Le cinéma c’est l’art du faux, la nécessité de faire rentrer dans le cadre les mondes les plus vastes, un jeu permanent de rapports d’échelles et de trompe l’œil.
Le cinéma invente toujours de nouvelles légendes créant de nouveaux panthéons où un petit gars venu du fin fond du Mississippi devient un Roi, tour à tour, marin, cow-boy, prisonnier mais toujours une idole.
Pour compléter cette sélection du MIAM, des pièces sont empruntées à Pascal Saumade de la Pop Galerie. Galeriste et collectionneur, il explore depuis des années les vastes territoires des arts populaires. Visiter ses réserves c’est parcourir le monde par le prisme de sa passion pour les artistes qui s’ignorent.
Ici sont accumulés pagnos de prisonniers chicanos, ex-voto mexicains, blousons de supporters de foot Allemand constellés de patchs brodés à l’effigie de clubs bavarois, j’en passe et des objets encore plus incongrus ! Au delà d’un fétichisme assumé, chaque œuvre sauvée de l’anonymat et de l’oubli est toujours le résultat d’une rencontre et d’une histoire qui elle aussi se colporte d’exposition en exposition. Pascal a été un des premiers à porter son attention vers les peintres d’affiches Ghanéens. Ces derniers ont déve- loppés une pratique singulière au moment de l’essor du support VHS à la fin des années 80. Les séances de projections publiques de K7 piratés étaient annoncés via des affiches artisanales tapageuses. Les peintres travaillaient sans l’aide d’aucun support promotionnel, suite au visionnage du film ils se lançaient dans une interprétation débridé. lViolence, sang et nudité sont légion, l’obectif faire venir le public. Les acteurs de blockbusters testostéronés bien connus comme Schwarzenegger et Stallone, se voient pousser de nouveaux muscles, mais au-delà des réinterprétations des affiches des films Hollywoodiens éclaireurs du soft power américain, les affichistes travaillent aussi pour les productions locales. C’est l’occasion pour nous de découvrir un autre 7ième art peuplé de bandits surarmés, de sorcières serpents aux pouvoirs incroyables et de prêtres de religions obscures secourant la veuve et l’orphelin. Ces portraits biger than life, sont peints sur des supports précaires, des sacs de riz en toile rêche recouverts par les couleurs qui tombent sous la main de l’artiste. Une production unique en son genre, aujourd’hui conservée par quelques rares collectionneurs.

DONNÉES PRÉSENTÉES:
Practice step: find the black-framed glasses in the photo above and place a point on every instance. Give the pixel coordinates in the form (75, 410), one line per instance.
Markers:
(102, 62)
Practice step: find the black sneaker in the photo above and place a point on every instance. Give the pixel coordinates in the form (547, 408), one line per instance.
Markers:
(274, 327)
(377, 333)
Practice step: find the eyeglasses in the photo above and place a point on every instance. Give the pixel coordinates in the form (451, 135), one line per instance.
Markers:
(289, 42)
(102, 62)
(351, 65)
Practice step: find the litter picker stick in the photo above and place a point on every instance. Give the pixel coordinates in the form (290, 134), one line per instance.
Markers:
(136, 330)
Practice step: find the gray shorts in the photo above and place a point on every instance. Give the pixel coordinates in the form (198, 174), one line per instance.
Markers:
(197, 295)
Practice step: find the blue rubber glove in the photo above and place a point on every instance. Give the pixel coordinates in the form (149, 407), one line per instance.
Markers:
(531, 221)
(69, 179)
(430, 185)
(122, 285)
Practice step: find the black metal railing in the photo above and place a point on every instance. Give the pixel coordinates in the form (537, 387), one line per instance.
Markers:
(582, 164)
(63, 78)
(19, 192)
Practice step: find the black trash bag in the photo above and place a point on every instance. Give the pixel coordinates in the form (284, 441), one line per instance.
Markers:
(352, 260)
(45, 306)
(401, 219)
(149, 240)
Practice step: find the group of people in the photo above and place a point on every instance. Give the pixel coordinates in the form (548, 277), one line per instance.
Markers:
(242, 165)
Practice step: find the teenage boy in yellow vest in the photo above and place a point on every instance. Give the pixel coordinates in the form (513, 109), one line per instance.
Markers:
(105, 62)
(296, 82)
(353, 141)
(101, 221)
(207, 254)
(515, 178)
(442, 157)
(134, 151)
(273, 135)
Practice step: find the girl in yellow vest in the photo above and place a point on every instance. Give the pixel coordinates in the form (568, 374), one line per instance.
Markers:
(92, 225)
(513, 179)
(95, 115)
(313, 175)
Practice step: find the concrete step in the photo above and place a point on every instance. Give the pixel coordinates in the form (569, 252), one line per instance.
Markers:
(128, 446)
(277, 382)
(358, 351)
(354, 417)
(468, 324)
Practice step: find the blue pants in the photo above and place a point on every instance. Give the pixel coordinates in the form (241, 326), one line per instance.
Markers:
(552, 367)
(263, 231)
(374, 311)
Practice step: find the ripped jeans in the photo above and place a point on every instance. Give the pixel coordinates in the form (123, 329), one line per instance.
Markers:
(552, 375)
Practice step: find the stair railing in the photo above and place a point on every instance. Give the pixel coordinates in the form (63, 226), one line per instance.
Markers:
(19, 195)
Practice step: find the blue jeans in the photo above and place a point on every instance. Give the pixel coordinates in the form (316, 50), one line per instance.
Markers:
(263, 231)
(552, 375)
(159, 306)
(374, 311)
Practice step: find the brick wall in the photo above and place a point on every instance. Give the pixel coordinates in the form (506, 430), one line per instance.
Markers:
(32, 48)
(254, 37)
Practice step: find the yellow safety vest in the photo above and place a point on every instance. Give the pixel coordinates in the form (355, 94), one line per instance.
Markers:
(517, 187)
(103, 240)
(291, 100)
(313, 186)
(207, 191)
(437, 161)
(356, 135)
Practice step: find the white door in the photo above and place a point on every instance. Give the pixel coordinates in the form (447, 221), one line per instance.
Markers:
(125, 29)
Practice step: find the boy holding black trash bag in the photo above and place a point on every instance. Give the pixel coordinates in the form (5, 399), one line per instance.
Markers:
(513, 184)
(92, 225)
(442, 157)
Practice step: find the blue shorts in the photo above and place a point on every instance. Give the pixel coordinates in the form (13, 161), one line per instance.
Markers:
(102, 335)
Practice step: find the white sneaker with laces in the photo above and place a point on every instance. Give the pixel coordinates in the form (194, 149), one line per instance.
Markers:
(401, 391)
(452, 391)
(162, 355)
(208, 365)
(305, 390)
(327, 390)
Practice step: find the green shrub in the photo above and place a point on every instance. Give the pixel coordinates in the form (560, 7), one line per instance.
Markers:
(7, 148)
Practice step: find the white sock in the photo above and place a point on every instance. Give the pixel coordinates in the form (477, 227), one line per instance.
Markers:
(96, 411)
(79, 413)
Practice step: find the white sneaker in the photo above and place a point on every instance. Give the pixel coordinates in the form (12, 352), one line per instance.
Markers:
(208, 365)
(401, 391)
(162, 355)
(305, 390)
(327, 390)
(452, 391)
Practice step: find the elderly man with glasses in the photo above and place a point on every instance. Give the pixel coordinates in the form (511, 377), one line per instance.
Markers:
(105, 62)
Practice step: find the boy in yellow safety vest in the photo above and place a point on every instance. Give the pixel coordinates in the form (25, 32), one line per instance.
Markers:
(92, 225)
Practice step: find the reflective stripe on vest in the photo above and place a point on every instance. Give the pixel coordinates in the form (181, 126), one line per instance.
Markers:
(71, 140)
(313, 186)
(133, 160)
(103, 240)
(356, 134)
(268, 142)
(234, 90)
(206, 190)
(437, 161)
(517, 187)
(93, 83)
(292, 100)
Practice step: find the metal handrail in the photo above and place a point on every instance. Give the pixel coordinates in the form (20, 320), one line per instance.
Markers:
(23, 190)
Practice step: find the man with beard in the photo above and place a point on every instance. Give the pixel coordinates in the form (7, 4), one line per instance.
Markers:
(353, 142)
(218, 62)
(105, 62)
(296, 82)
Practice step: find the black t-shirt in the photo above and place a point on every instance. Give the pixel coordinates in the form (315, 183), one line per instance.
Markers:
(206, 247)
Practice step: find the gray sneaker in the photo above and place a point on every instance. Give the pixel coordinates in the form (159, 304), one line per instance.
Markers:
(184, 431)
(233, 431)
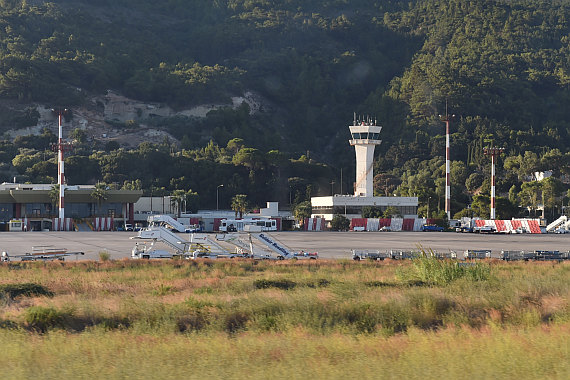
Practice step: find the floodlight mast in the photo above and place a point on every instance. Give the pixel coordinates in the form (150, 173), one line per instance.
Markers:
(493, 152)
(446, 119)
(61, 147)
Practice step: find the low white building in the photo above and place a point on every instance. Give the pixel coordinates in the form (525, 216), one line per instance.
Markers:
(351, 206)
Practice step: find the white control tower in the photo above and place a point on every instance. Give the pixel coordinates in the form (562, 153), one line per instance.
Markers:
(365, 134)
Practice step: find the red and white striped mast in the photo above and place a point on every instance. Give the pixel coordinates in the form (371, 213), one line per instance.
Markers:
(61, 148)
(446, 119)
(493, 152)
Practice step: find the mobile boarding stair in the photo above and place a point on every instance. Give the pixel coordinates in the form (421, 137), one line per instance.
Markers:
(161, 220)
(197, 247)
(560, 223)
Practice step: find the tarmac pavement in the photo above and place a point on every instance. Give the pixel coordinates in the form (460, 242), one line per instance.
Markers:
(329, 245)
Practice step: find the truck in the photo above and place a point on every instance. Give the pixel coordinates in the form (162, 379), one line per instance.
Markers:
(432, 228)
(476, 254)
(362, 254)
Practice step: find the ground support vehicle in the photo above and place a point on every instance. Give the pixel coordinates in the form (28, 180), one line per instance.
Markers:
(432, 228)
(517, 255)
(477, 254)
(362, 254)
(485, 230)
(402, 255)
(41, 253)
(443, 255)
(551, 255)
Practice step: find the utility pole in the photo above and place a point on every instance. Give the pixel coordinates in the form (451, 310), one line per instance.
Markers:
(61, 147)
(446, 119)
(493, 152)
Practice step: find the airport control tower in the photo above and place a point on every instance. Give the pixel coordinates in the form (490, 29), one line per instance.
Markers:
(365, 134)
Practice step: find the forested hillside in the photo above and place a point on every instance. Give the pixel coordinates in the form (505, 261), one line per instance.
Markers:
(502, 67)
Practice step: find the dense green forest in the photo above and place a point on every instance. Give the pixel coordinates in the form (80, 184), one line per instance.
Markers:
(502, 67)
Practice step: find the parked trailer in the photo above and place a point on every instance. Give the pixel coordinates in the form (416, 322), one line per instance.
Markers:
(517, 255)
(402, 255)
(477, 254)
(550, 255)
(443, 255)
(362, 254)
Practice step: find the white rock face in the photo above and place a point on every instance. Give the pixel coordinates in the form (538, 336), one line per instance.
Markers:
(96, 118)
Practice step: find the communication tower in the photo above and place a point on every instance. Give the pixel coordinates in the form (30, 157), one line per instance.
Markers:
(493, 152)
(61, 147)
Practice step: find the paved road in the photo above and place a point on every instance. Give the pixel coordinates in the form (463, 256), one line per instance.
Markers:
(328, 244)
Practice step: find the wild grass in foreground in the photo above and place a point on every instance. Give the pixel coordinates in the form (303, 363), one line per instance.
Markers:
(246, 319)
(490, 353)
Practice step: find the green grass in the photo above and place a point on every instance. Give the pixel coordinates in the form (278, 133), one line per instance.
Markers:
(326, 319)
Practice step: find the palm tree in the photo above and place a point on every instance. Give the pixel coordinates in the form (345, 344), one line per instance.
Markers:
(239, 204)
(99, 193)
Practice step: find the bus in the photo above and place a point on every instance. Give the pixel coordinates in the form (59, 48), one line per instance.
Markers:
(235, 225)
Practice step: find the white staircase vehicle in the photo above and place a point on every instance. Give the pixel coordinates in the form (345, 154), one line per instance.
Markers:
(397, 224)
(373, 224)
(418, 223)
(168, 220)
(205, 240)
(164, 236)
(560, 222)
(244, 246)
(280, 249)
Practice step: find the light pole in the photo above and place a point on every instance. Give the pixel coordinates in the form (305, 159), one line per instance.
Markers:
(217, 193)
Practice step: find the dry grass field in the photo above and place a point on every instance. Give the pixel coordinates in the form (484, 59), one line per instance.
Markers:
(244, 319)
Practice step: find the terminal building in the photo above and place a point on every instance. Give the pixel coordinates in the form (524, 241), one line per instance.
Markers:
(32, 206)
(365, 136)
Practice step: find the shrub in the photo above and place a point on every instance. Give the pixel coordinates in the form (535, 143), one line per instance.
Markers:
(41, 318)
(104, 256)
(280, 284)
(12, 291)
(433, 271)
(235, 321)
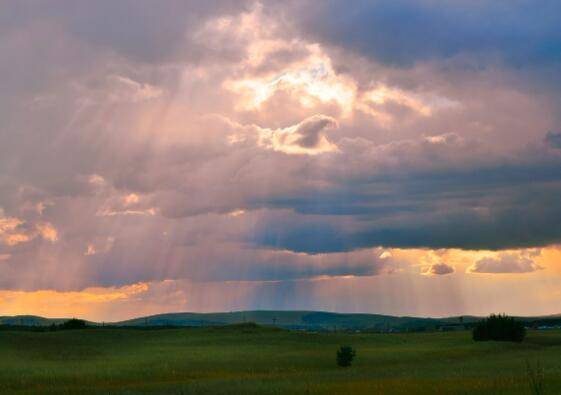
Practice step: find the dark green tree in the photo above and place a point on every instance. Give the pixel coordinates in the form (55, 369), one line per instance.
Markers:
(499, 327)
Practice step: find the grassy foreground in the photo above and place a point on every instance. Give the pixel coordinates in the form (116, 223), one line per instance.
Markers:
(245, 360)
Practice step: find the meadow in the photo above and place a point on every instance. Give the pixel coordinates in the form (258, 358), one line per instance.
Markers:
(243, 359)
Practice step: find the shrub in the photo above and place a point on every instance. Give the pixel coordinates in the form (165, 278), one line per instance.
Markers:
(345, 356)
(499, 327)
(73, 324)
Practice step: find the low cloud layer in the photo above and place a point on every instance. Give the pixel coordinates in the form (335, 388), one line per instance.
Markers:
(507, 263)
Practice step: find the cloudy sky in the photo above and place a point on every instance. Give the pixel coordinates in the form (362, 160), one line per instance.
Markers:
(384, 156)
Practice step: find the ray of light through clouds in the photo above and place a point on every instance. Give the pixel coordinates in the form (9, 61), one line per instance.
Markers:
(225, 155)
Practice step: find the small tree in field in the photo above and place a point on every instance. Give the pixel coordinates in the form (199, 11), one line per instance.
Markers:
(345, 356)
(499, 327)
(73, 324)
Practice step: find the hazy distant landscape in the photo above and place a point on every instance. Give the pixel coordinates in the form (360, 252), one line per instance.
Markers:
(295, 320)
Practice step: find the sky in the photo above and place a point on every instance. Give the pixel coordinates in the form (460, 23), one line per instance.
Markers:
(387, 156)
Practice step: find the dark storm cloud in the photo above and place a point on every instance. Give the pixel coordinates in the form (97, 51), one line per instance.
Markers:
(402, 32)
(476, 205)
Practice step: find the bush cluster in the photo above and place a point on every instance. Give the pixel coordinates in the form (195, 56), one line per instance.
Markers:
(499, 327)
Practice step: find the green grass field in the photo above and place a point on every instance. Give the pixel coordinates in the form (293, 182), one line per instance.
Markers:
(238, 360)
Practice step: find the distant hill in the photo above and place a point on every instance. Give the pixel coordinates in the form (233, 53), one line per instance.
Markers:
(302, 320)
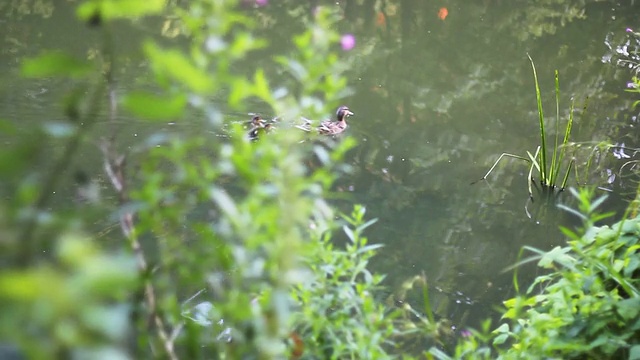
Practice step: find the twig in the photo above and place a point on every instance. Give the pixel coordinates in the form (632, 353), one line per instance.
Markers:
(114, 166)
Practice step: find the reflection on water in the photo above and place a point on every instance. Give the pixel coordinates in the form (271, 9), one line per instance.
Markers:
(438, 99)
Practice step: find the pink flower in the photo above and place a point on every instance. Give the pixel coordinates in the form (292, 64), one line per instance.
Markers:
(348, 42)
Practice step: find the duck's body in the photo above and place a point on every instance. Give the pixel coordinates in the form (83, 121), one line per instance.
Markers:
(331, 127)
(258, 125)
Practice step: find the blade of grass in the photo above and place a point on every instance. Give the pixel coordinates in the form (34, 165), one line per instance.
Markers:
(554, 160)
(566, 176)
(497, 161)
(565, 141)
(543, 157)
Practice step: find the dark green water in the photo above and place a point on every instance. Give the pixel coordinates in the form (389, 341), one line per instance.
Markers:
(436, 102)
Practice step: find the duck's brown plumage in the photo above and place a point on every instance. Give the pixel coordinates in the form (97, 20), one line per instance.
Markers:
(332, 127)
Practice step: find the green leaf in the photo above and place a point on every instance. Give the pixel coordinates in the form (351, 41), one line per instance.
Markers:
(152, 106)
(174, 64)
(55, 63)
(634, 353)
(114, 9)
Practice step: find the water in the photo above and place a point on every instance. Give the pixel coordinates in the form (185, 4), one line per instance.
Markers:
(436, 102)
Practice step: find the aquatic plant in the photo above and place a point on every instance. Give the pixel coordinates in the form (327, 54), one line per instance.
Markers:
(548, 170)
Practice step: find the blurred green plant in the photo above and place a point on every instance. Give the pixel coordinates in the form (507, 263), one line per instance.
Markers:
(585, 306)
(230, 251)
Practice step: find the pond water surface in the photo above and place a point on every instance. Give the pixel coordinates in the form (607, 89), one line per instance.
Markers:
(437, 99)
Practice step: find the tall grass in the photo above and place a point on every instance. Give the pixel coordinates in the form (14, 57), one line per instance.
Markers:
(548, 168)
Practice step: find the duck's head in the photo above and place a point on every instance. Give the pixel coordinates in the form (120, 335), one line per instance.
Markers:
(343, 112)
(257, 121)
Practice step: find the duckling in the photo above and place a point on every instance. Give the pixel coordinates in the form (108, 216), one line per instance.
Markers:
(258, 125)
(331, 127)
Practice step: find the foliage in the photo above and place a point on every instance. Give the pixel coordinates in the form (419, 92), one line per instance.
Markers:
(548, 171)
(230, 252)
(586, 306)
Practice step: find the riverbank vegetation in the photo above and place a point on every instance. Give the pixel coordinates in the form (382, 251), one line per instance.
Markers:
(211, 245)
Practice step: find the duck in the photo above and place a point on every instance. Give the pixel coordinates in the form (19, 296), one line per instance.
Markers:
(258, 125)
(331, 127)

CONSIGNES:
1. Dans le texte sur le cinéma, recopiez le passage de "Le cinéma invente" à "toujours une idole." en remplaçant "idole" par "star".
2. D'après le texte sur le cinéma, pourquoi les peintres d'affiches ghanéens y mettaient-ils autant de violence, de sang et de nudité ? Répondez en une à trois phrases.
3. Rédigez, s'il vous plaît, la suite du texte sur le cinéma après sa dernière phrase.
La liste n'a aucun lien avec le texte sur le cinéma.

RÉSULTATS ATTENDUS:
1.
Le cinéma invente toujours de nouvelles légendes créant de nouveaux panthéons où un petit gars venu du fin fond du Mississippi devient un Roi, tour à tour, marin, cow-boy, prisonnier mais toujours une star.

2. Leur objectif était de faire venir le public aux séances de projection publiques de cassettes piratées que ces affiches annonçaient.

3.
Vous pourrez aussi profiter de quelques pièces de l’incroyable Guy Brunet. Fils de projectionniste, cet artiste autodidacte Aveyronnais a créé la société de cinéma fictive Paravision à travers laquelle il réalise des films où les acteurs sont remplacés par des silhouettes en carton peint. C’est en grandissant dans le cinéma de son père qu’il a développé cet amour sans limite pour le cinéma, peignant dès l’enfance au dos des supports de promotion des films, ses propres affiches. Sa touche, teintée d’une certaine naïveté est supportée par un trait acéré qui produit chez celui qui contemple ses œuvres une émotion intense. Ces silhouettes d’acteurs ont toutes un regard perçant qui vous scrute avec malice et espièglerie.
CLAP ! vous fera voyager dans des mondes multiples où bon goût et mauvais goût n’existent plus. Le white cube oubliera son vertige stoïque pour nous faire tomber la tête première (le cœur en premier) sur un plateau de tournage chaotique où figurants et stars se mêlent, créant une tornade narrative aux dimensions exponentielles.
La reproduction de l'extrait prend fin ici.